Exercise directions: Return the material below word for word, starting from its first line and stopping after the line that contains "x=336, y=84".

Point placement records:
═══

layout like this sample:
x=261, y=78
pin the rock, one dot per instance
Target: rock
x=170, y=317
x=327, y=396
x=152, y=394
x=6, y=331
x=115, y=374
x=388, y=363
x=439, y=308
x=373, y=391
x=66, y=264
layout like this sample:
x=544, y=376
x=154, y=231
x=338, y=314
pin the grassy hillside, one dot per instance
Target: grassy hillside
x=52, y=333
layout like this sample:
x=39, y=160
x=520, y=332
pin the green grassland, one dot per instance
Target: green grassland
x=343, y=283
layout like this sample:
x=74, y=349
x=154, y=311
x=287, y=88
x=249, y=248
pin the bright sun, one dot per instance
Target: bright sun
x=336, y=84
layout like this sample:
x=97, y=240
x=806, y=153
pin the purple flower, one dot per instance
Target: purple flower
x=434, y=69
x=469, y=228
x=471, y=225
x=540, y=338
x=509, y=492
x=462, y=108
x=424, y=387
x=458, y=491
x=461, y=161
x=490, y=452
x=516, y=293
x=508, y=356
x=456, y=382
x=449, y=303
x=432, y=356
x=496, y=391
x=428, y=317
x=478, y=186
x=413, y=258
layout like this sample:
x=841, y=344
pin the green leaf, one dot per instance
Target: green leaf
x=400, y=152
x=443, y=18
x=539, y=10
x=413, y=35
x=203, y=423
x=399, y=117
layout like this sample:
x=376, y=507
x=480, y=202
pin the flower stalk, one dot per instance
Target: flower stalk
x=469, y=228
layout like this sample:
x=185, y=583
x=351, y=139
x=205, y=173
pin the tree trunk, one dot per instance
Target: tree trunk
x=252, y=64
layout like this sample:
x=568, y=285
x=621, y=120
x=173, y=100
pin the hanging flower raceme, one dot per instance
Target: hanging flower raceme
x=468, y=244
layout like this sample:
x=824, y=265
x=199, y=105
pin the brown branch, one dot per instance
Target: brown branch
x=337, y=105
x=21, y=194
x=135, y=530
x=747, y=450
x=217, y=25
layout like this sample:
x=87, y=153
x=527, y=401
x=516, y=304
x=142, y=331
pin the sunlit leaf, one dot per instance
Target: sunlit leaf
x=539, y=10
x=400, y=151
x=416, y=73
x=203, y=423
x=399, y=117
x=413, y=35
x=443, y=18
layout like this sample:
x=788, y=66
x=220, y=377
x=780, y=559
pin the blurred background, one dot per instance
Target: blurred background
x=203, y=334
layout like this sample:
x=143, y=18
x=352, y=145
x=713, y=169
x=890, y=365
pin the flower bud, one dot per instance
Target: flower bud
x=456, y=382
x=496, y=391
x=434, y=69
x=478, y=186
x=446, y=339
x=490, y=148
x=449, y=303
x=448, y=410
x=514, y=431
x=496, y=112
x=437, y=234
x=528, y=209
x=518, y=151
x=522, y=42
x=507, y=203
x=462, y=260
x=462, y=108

═══

Correct output:
layout like this sample:
x=261, y=78
pin the rock, one dot per instance
Target: rock
x=170, y=317
x=327, y=396
x=152, y=394
x=6, y=331
x=115, y=374
x=388, y=363
x=439, y=308
x=373, y=391
x=66, y=264
layout like this sample:
x=544, y=376
x=154, y=231
x=338, y=314
pin the grassy hillside, one dot per instance
Target: grassy hillside
x=52, y=333
layout like this sample:
x=39, y=160
x=520, y=332
pin the green grassland, one dot per instance
Target: green grassland
x=343, y=283
layout like this sample:
x=74, y=349
x=154, y=311
x=287, y=88
x=249, y=248
pin the bright sun, one dot per instance
Target: bright sun
x=336, y=84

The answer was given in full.